* Task instructions
Copy every line of the entries below verbatim, without changing a character. Leave the pictures out of your copy.
:: Input
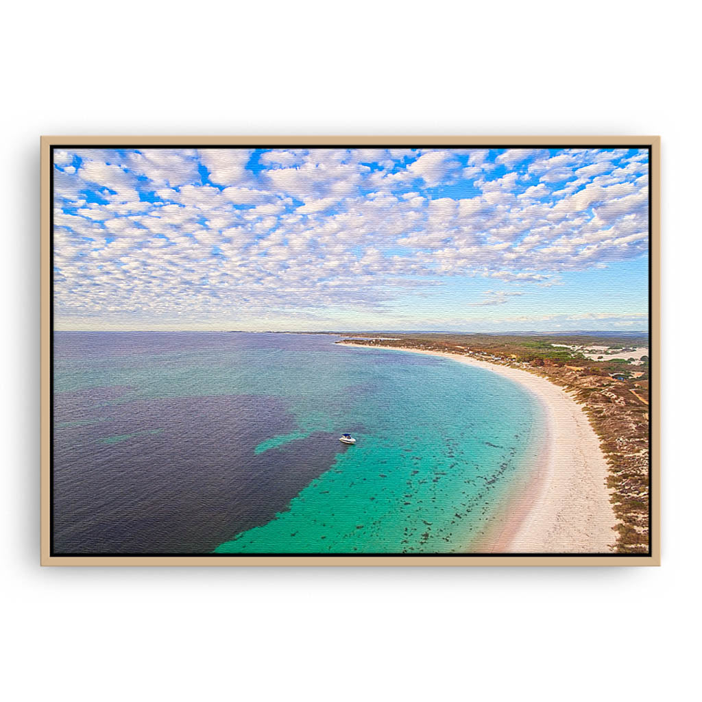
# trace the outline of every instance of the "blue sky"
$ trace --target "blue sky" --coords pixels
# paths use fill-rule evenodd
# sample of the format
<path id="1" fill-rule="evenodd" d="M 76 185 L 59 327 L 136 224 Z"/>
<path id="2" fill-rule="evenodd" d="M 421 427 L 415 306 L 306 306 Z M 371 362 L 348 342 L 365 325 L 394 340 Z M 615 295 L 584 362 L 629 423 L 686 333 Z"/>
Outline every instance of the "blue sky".
<path id="1" fill-rule="evenodd" d="M 54 152 L 57 329 L 648 325 L 633 149 Z"/>

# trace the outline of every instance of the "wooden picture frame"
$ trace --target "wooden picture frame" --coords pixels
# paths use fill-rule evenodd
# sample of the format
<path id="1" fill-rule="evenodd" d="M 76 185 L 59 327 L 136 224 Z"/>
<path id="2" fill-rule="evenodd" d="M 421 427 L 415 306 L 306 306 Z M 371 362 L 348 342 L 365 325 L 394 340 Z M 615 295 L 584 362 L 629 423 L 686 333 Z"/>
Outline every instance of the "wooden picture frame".
<path id="1" fill-rule="evenodd" d="M 53 154 L 72 149 L 408 148 L 412 150 L 647 150 L 649 163 L 649 494 L 648 550 L 608 553 L 380 553 L 101 555 L 62 554 L 52 548 L 53 397 Z M 41 138 L 41 550 L 43 565 L 68 566 L 630 566 L 659 565 L 660 538 L 660 187 L 661 140 L 657 136 L 44 136 Z M 362 332 L 363 329 L 359 329 Z M 643 401 L 642 401 L 643 402 Z"/>

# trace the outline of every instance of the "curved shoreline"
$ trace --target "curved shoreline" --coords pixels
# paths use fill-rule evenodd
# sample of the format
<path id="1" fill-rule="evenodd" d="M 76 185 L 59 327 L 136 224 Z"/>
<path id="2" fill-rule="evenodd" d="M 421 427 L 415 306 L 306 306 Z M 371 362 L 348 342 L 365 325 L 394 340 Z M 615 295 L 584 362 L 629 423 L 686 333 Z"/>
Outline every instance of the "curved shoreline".
<path id="1" fill-rule="evenodd" d="M 508 500 L 505 520 L 491 530 L 479 552 L 612 552 L 616 519 L 607 487 L 609 467 L 587 415 L 562 388 L 520 369 L 456 354 L 379 344 L 342 345 L 410 351 L 482 368 L 518 383 L 541 402 L 548 427 L 545 449 L 529 484 Z"/>

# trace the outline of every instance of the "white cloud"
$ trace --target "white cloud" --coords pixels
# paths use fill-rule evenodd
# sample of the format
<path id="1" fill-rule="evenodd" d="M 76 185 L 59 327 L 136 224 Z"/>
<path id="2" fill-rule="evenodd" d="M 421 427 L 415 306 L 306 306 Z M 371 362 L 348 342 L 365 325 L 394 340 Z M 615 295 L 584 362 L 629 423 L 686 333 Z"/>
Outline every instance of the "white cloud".
<path id="1" fill-rule="evenodd" d="M 218 185 L 237 185 L 247 179 L 246 164 L 249 149 L 201 149 L 199 159 L 209 172 L 209 178 Z"/>
<path id="2" fill-rule="evenodd" d="M 611 152 L 520 157 L 513 162 L 528 168 L 526 180 L 515 171 L 486 180 L 494 160 L 485 150 L 463 161 L 444 149 L 279 150 L 261 155 L 273 167 L 258 174 L 246 168 L 248 152 L 232 150 L 77 153 L 77 173 L 55 171 L 55 299 L 65 311 L 216 317 L 244 299 L 251 310 L 378 309 L 446 277 L 548 286 L 564 272 L 647 251 L 647 164 L 617 166 Z M 466 158 L 479 194 L 432 199 L 426 188 L 456 178 Z M 201 163 L 220 187 L 201 183 Z M 549 195 L 549 179 L 566 173 Z M 140 200 L 138 187 L 160 201 Z M 86 189 L 106 201 L 86 202 Z M 512 292 L 470 304 L 502 305 Z"/>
::::
* Reply to the task
# trace the outline of every instance of the "blue sky"
$ trace --target "blue sky" --coords pixels
# paths use fill-rule evenodd
# sample of the format
<path id="1" fill-rule="evenodd" d="M 76 185 L 59 327 L 136 224 Z"/>
<path id="2" fill-rule="evenodd" d="M 421 427 L 415 306 L 306 306 Z M 371 362 L 348 342 L 365 325 L 394 340 Z M 615 295 L 584 362 L 629 423 L 686 333 Z"/>
Outline every instance of the "blue sky".
<path id="1" fill-rule="evenodd" d="M 54 152 L 57 329 L 648 325 L 633 149 Z"/>

# trace the outline of every instance of the "wooden picture frame"
$ trace --target "wooden picture frame" --coords pixels
# paths use fill-rule evenodd
# sample of the format
<path id="1" fill-rule="evenodd" d="M 76 185 L 59 327 L 136 224 Z"/>
<path id="2" fill-rule="evenodd" d="M 421 427 L 415 306 L 306 306 Z M 371 362 L 348 342 L 365 325 L 394 340 Z M 615 295 L 584 362 L 629 423 L 686 333 Z"/>
Outline every instance of the "wooden picture frame".
<path id="1" fill-rule="evenodd" d="M 53 154 L 72 149 L 408 148 L 412 150 L 647 150 L 649 163 L 649 494 L 648 550 L 608 553 L 380 553 L 101 555 L 62 554 L 52 548 L 53 397 Z M 41 138 L 41 550 L 43 565 L 68 566 L 630 566 L 659 565 L 660 538 L 660 187 L 661 140 L 657 136 L 44 136 Z M 362 332 L 363 329 L 359 329 Z M 643 401 L 642 401 L 643 402 Z"/>

# trace the outline of every instance of the "curved shoreline"
$ trace --target "curved shoreline" --coords pixels
# paths use fill-rule evenodd
# sample of the format
<path id="1" fill-rule="evenodd" d="M 76 185 L 59 327 L 136 224 Z"/>
<path id="2" fill-rule="evenodd" d="M 421 427 L 415 306 L 306 306 Z M 371 362 L 348 342 L 365 325 L 394 340 Z M 615 295 L 584 362 L 629 423 L 686 333 Z"/>
Outline every instance of the "curved shoreline".
<path id="1" fill-rule="evenodd" d="M 508 500 L 505 520 L 491 530 L 479 552 L 612 552 L 616 519 L 607 487 L 609 467 L 587 415 L 562 388 L 520 369 L 456 354 L 379 344 L 342 345 L 410 351 L 482 368 L 518 383 L 541 402 L 548 427 L 545 449 L 529 484 Z"/>

# trace the outline of every instance of the "white cloud"
$ trace --target "white cloud" --coords pixels
# paths use fill-rule evenodd
# sample of the format
<path id="1" fill-rule="evenodd" d="M 76 185 L 59 327 L 136 224 Z"/>
<path id="2" fill-rule="evenodd" d="M 421 427 L 415 306 L 306 306 Z M 371 362 L 348 342 L 365 325 L 394 340 Z M 615 295 L 584 362 L 629 423 L 686 333 Z"/>
Outline every instance of the "white cloud".
<path id="1" fill-rule="evenodd" d="M 218 185 L 237 185 L 247 179 L 246 164 L 249 149 L 201 149 L 199 159 L 209 172 L 209 178 Z"/>
<path id="2" fill-rule="evenodd" d="M 611 152 L 520 157 L 513 162 L 528 168 L 526 180 L 515 171 L 486 180 L 494 160 L 485 150 L 463 161 L 444 149 L 279 150 L 261 155 L 273 167 L 258 174 L 246 168 L 248 152 L 232 150 L 77 153 L 77 173 L 55 171 L 55 299 L 65 311 L 216 317 L 244 299 L 251 310 L 378 309 L 446 277 L 548 286 L 564 272 L 647 251 L 647 164 L 617 166 Z M 466 158 L 479 194 L 432 199 L 426 188 L 456 178 Z M 201 163 L 220 187 L 201 183 Z M 549 195 L 549 179 L 566 173 Z M 140 200 L 138 187 L 160 201 Z M 86 189 L 106 201 L 86 202 Z M 512 292 L 470 304 L 502 305 Z"/>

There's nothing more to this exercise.